### DAS ZIEL 1
Fasse den Textauszug in zwei Sätzen zusammen.

### TEXTAUSZUG

Köpfe, Themen, schwache Gegner Fünf Gründe, warum die Grünen derzeit durchstarten
Fünf Tage vor der Landtagswahl in Bayern dürfen die Grünen auf ein Traumergebnis hoffen. Ihr Aufschwung im Freistaat bestätigt zugleich einen bundesweiten Trend. Darum sind die Grünen derzeit so stark.
Bis Mitte des Jahres war völlig unklar, wer in Bayern die Nummer zwei hinter der CSU würde: SPD, AfD oder Grüne. Wenige Tage vor der Wahl scheint die Frage beantwortet: Die Grünen haben sich in Umfragen klar abgesetzt. Die Partei nähert sich der 20-Prozent-Marke. Sie könnte ihr Ergebnis von 2013 mehr als verdoppeln.
Das wäre für die Grünen ein bahnbrechender Erfolg. Noch sind es nur Umfragewerte, am Sonntag sind auch durch das Wahlrecht noch Verschiebungen möglich. Die Grünen selbst warnen beflissen. Doch die Zahlen fügen sich ein ins Gesamtbild. In Hessen, wo zwei Wochen nach Bayern gewählt wird, in Nordrhein-Westfalen und bundesweit sind die Grünen in Umfragen zuletzt auf 18 Prozent geklettert.
Die Frage ist: Warum?
1. Der Asylkrach in der Union hat die Grünen gestärkt
Auf dem Höhepunkt der Asylkrise im Juni stand die Union bundesweit noch stabil bei mehr als 30 Prozent. Die Grünen kamen in Umfragen auf elf bis 13 Prozent. Ähnlich das Bild in Bayern: Die CSU lag bei 40 Prozent und mehr, die Grünen mit 13 Prozent etwa gleichauf mit SPD und AfD.
Dann aber eskalierte die CSU den Streit mit der Schwesterpartei CDU über die Zurückweisung von Flüchtlingen an der deutsch-österreichischen Grenze. Die Werte der Union gerieten ins Rutschen – die Grünen starteten durch. Die Union sackte im Bund auf 26 bis 28 Prozent ab, die CSU in Bayern auf nur noch 33 bis 35 Prozent. Die Grünen erreichen bundesweit aktuell 15 bis 18 Prozent, ebenso stark sind sie in Bayern.
Eine aktuelle Umfrage zeigt, dass bundesweit aktuell doppelt so viele ehemalige Unionswähler zu den Grünen wechseln wie zur AfD.
2. Die Grünen sind der klare Gegenentwurf zur AfD
Die Entwicklung der Umfragen zeigt: Das Kalkül vor allem in der CSU, durch verbale Entgleisung und eine vorgebliche Politik der Härte gegen Asylbewerber der AfD das Wasser abzugraben, geht nicht auf. Wenn der Umgang mit Flüchtlingen das beherrschende Thema ist, richten mehr Menschen ihre Wahlentscheidung danach aus. Das Ergebnis: Die AfD wird eher stärker als schwächer. Gleichzeitig wird auch der ideologische Gegenpol gestärkt: die Grünen.

### DATEN
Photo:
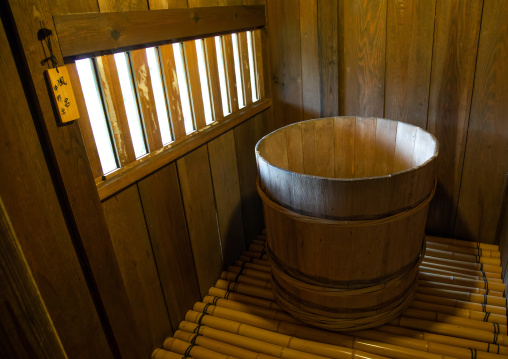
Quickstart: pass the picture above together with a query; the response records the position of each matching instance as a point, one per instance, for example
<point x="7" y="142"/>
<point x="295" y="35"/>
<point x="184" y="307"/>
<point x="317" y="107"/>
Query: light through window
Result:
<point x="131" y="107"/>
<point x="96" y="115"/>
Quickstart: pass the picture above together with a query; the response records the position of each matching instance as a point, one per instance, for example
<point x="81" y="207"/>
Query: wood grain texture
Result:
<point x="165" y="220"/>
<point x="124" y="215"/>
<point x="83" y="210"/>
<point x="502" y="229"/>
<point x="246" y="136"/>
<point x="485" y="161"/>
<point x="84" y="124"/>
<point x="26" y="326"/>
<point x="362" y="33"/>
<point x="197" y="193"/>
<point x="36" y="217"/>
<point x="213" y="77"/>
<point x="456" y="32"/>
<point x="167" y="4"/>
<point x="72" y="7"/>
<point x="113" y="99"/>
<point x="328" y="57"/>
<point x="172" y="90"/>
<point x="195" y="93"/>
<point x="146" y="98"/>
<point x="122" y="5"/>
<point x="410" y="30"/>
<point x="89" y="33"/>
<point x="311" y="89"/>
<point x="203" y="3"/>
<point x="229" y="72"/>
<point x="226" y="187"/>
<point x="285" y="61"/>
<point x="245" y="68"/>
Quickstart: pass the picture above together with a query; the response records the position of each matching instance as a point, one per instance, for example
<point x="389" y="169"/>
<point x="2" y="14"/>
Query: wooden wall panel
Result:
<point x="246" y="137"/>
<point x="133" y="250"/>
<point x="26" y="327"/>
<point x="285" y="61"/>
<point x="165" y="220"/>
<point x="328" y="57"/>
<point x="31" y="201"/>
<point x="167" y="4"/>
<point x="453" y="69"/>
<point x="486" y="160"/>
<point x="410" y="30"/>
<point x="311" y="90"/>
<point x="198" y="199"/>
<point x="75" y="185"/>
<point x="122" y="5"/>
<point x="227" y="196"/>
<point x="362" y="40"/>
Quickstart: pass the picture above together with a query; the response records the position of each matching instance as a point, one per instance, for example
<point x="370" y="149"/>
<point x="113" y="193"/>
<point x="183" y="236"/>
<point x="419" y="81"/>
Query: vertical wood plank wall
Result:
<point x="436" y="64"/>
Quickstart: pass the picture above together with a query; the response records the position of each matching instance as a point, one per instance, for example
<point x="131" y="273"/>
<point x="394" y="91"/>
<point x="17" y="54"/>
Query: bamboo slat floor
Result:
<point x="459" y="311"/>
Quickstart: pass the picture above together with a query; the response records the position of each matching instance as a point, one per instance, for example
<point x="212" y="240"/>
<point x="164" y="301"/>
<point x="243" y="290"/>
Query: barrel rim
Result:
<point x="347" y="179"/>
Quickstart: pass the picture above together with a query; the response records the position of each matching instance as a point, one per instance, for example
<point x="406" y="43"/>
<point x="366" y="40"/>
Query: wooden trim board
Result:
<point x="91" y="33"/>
...
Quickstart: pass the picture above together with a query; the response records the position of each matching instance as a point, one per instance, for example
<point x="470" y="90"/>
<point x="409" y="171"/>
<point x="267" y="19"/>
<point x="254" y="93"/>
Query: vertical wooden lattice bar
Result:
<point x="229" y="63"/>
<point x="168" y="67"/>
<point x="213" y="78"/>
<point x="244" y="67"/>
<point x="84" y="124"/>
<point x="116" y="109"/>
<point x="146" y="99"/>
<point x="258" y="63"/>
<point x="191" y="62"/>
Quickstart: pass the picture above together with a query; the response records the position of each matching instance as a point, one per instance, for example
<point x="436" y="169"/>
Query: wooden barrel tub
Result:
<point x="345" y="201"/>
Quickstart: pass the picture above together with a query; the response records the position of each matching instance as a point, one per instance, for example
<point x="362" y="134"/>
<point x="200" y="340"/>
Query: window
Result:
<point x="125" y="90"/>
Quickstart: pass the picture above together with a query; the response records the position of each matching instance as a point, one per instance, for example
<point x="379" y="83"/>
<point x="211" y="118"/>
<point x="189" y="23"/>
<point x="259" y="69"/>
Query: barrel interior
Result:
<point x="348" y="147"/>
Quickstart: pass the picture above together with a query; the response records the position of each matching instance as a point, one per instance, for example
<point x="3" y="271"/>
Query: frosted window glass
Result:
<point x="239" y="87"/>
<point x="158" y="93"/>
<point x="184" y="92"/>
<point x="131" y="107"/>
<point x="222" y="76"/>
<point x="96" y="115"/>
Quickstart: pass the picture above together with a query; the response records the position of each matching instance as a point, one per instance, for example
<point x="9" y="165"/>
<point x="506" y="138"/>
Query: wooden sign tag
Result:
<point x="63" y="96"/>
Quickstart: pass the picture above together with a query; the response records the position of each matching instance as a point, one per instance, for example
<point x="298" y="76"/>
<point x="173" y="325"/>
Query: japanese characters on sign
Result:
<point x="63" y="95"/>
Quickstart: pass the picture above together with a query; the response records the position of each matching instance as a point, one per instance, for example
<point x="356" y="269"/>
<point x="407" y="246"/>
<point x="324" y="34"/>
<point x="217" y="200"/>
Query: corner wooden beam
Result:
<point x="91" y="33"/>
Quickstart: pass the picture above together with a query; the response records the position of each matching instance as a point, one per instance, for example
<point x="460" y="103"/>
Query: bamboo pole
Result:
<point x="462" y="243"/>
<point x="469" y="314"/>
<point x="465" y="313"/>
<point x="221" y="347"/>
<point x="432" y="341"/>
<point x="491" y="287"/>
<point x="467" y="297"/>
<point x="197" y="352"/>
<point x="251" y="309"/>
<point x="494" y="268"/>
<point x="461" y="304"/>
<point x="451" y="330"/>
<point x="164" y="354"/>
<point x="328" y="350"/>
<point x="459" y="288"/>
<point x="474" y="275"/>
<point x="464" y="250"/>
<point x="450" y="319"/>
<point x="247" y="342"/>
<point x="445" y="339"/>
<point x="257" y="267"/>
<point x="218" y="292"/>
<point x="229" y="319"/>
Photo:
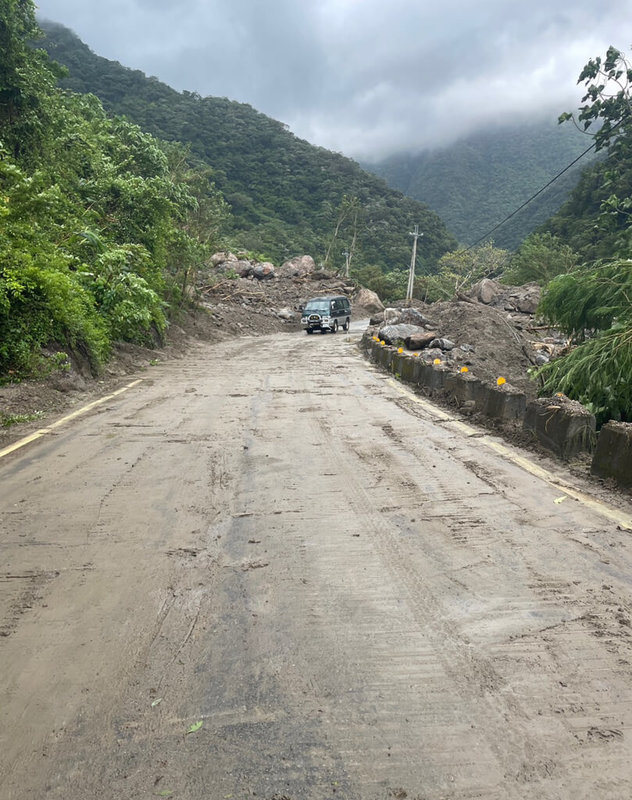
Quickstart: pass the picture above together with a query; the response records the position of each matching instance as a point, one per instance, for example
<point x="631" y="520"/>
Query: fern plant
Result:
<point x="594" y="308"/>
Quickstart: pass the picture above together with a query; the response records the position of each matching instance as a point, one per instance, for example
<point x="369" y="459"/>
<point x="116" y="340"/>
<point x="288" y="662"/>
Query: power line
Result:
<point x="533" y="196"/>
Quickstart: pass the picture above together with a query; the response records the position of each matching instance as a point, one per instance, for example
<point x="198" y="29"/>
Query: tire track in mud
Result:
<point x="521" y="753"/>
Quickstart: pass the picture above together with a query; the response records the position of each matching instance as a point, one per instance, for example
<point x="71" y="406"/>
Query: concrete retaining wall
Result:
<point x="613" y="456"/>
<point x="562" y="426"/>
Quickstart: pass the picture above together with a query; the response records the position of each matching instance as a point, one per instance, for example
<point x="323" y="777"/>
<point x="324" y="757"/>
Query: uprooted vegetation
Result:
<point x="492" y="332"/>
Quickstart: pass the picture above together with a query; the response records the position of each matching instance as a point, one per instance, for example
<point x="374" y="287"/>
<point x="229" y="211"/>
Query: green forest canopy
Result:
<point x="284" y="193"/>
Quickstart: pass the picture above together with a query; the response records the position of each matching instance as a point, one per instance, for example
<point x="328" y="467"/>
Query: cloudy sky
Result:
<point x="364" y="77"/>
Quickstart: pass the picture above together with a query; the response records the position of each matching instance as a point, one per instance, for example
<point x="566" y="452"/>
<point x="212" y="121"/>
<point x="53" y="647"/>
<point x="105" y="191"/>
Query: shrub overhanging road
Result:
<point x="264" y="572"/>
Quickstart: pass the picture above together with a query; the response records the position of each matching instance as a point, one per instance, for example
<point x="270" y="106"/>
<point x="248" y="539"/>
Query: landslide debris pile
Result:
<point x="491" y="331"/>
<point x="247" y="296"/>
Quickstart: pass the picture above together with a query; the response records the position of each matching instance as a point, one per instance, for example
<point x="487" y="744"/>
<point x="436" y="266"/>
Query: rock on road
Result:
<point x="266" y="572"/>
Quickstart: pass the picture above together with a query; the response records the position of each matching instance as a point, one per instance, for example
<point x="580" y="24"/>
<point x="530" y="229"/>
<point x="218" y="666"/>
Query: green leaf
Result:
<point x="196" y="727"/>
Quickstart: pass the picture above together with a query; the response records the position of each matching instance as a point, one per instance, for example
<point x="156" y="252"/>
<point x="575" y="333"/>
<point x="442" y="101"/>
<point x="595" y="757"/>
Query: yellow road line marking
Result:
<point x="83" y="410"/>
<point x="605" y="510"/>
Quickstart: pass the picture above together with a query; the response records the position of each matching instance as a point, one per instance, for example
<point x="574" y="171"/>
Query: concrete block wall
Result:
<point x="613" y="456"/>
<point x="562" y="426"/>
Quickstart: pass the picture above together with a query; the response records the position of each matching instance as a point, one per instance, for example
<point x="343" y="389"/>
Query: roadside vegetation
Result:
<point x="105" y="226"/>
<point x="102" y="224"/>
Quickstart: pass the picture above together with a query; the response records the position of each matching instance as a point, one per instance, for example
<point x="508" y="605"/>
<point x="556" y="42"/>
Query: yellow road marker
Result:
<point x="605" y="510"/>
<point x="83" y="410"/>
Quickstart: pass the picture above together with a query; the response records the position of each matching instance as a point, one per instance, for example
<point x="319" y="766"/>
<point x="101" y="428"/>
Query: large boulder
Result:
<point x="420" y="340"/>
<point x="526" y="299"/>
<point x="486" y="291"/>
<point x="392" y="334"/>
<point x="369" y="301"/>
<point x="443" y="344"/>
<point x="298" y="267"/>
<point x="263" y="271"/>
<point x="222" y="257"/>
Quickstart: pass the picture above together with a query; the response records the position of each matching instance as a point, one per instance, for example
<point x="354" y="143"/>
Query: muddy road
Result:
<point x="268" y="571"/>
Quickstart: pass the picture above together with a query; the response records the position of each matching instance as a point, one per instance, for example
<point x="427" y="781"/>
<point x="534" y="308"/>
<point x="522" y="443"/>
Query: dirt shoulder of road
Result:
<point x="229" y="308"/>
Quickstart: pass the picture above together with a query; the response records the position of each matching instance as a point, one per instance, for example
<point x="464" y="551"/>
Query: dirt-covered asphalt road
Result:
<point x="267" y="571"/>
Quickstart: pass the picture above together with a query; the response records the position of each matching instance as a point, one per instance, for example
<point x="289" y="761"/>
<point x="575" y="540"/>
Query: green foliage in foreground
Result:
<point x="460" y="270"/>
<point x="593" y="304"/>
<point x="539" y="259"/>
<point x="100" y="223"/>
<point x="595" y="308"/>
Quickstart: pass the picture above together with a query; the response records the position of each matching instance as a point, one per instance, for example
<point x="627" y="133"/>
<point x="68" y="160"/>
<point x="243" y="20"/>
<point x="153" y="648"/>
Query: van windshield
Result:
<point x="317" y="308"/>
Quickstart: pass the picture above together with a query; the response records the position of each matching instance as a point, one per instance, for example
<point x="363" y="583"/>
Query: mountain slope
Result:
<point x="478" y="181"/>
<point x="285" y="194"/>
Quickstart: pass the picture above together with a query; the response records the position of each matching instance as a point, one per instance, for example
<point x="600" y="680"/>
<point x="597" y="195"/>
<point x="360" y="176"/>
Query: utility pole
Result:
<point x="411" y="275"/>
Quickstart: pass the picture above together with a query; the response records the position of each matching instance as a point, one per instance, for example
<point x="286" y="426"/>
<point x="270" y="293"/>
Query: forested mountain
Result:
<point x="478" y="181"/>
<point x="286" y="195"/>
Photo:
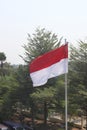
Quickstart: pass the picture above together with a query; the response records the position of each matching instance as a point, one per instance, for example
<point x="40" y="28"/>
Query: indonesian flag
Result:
--
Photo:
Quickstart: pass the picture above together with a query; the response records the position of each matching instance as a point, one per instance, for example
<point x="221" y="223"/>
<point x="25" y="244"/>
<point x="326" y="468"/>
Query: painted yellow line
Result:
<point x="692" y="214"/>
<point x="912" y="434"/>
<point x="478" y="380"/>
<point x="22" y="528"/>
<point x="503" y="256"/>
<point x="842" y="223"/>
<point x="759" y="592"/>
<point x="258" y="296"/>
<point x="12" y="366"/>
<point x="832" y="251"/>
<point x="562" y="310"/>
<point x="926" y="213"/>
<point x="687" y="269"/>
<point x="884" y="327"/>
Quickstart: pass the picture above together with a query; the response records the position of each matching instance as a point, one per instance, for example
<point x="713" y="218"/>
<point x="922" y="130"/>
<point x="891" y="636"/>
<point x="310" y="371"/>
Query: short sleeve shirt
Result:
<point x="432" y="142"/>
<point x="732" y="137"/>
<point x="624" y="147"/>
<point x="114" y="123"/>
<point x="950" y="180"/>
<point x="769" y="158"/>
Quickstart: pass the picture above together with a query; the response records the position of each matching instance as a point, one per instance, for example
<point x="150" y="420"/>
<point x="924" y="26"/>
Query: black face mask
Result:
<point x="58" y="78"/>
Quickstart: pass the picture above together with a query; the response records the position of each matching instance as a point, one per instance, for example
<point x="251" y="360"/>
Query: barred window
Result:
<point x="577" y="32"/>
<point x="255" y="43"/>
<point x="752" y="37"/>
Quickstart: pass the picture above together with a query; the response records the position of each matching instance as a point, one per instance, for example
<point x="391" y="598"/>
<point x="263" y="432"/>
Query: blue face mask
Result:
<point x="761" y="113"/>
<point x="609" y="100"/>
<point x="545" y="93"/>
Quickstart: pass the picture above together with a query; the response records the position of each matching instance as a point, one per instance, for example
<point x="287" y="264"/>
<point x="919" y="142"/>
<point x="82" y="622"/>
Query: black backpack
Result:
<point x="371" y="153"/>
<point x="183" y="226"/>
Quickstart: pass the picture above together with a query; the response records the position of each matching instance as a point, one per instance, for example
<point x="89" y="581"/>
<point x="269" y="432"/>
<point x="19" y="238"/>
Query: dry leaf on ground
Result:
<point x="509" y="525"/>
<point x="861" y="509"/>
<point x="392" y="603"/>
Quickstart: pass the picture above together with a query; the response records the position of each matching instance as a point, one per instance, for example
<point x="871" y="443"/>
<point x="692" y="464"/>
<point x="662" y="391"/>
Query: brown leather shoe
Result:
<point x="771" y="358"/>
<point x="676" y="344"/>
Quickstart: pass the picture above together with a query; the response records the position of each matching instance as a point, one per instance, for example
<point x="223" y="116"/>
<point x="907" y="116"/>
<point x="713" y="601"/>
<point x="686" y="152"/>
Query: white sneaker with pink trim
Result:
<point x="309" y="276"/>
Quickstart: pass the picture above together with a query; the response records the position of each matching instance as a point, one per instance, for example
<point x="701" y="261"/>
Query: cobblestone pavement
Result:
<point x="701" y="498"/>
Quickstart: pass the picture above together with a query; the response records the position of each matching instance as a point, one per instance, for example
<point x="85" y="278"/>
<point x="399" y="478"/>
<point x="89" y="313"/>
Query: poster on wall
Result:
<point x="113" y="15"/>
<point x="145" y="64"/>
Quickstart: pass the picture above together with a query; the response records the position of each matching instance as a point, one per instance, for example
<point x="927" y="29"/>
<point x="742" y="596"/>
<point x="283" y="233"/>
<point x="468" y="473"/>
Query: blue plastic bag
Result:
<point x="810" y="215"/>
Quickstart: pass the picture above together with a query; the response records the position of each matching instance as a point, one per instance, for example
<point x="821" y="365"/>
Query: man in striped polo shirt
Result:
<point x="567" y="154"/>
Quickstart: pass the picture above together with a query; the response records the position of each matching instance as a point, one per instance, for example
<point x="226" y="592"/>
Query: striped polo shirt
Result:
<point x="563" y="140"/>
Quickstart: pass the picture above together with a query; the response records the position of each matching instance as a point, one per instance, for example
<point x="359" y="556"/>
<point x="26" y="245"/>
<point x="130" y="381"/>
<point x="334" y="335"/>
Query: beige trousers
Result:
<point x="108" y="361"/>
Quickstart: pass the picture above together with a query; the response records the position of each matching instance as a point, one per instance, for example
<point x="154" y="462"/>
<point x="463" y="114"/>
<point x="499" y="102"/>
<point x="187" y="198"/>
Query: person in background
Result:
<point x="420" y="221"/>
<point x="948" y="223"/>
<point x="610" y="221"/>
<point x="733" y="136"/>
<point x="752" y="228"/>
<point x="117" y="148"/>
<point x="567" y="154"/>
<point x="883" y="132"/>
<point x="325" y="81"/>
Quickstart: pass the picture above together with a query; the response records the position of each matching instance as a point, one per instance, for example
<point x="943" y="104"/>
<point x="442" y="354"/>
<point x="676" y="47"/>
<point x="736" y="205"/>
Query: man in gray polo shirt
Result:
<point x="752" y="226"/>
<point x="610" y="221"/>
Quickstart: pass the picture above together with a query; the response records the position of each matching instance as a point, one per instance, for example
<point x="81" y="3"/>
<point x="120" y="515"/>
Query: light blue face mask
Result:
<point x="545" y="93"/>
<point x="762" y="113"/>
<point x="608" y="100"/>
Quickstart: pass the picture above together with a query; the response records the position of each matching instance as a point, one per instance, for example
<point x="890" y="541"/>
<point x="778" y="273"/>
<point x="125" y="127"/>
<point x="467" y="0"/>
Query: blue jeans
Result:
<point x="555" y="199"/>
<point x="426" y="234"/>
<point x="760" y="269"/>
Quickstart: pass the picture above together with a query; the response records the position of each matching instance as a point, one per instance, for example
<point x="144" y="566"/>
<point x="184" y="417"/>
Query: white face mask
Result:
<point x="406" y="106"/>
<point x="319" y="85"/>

### DAS ZIEL 2
Ermittle, in wie vielen Zeilen der Datensätze die Zeichenfolge „vegetation“ vorkommt, und gib nur die Zahl an. Groß- und Kleinschreibung wird beachtet.

### VOLLSTÄNDIGE ANTWORT 1
Wenige Tage vor der Landtagswahl in Bayern haben sich die Grünen in Umfragen klar als Nummer zwei hinter der CSU abgesetzt und nähern sich der 20-Prozent-Marke, was einem bundesweiten Trend entspricht. Als Gründe werden der Asylstreit in der Union genannt, nach dem doppelt so viele ehemalige Unionswähler zu den Grünen wechseln wie zur AfD, sowie die Rolle der Grünen als klarer Gegenentwurf zur AfD.

### VOLLSTÄNDIGE ANTWORT 2
2